* [REQUIRED WORK]:
Decide whether each statement agrees with the ionization enthalpy text below. Answer yes or no for each, and quote the deciding words of the text exactly.
(a) The second ionization enthalpy of sodium is lower than that of magnesium.
(b) Moving down a group, the number of inner shells of electrons increases.
(c) The decrease in the value from B to Al is attributed to the smaller size of Al.

* [SUPPLIED TEXT]:
So the removal of electron requires more energy as compared to Mg.

Second ionization enthalpy of sodium is higher than that of magnesium.

 

 

Question 3.18

What are the various factors due to which the ionization enthalpy of the main group elements tends to decrease down a group?

Answer.

Factors affecting the ionization enthalpy:

  1. Increase in atomic size of the elements. As we move down in a group, number of shells goes on increasing, due to which, atomic size increases.
  2. As electrons move away from nucleus they are not held very strongly.
  3. Thus, they can be removed easily, so ionization energy decreases on moving down a group.

 

  1. Increase in shielding effect. On moving down a group, number of inner shells of electrons increases,
  2. so shielding effect of valence electrons from nucleus increases.
  3. Valence electrons are not held very tightly by the nucleus. Energy required to remove a valence electron decreases down a group.

 

 

Question 3.19

The first ionization enthalpy values in (kJ mol-1) of group 13 elements are:

B          Al    Ga    In    Tl

801      577 579   558    589

How would you explain this deviation from the general trend?

Answer.

The decrease in ΔiH1 value from B to Al is due to bigger size of Al.

* [DATASET RECORDS]:
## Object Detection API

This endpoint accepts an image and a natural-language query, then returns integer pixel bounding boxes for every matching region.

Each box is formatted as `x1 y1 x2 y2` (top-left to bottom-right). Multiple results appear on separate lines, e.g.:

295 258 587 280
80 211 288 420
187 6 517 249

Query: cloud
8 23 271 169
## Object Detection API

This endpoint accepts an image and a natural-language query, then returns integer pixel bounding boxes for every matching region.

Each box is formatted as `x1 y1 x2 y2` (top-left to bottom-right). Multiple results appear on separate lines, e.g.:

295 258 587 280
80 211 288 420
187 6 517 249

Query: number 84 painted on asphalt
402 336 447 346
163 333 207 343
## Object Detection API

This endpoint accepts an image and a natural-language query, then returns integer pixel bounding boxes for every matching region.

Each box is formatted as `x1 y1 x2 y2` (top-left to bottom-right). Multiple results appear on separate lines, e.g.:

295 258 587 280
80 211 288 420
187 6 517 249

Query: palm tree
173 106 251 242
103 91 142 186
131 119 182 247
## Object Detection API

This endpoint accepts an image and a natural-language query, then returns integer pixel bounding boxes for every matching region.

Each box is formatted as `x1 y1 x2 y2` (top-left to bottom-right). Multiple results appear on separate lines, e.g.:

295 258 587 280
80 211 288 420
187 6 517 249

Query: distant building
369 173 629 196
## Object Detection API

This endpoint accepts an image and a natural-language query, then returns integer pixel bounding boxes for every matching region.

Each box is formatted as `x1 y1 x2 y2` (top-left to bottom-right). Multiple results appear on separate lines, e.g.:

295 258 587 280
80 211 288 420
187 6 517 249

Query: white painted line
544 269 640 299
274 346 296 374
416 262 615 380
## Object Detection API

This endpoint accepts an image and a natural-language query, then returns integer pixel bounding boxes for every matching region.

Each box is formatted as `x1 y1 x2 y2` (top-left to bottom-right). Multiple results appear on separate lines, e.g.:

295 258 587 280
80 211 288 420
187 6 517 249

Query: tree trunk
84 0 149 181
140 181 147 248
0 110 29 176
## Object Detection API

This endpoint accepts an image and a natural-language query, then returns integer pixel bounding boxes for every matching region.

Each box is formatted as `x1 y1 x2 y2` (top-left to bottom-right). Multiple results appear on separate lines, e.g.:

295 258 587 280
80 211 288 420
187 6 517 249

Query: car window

* [CORRECT ANSWER]:
(a) No: "Second ionization enthalpy of sodium is higher than that of magnesium."
(b) Yes: "On moving down a group, number of inner shells of electrons increases,"
(c) No: "The decrease in ΔiH1 value from B to Al is due to bigger size of Al."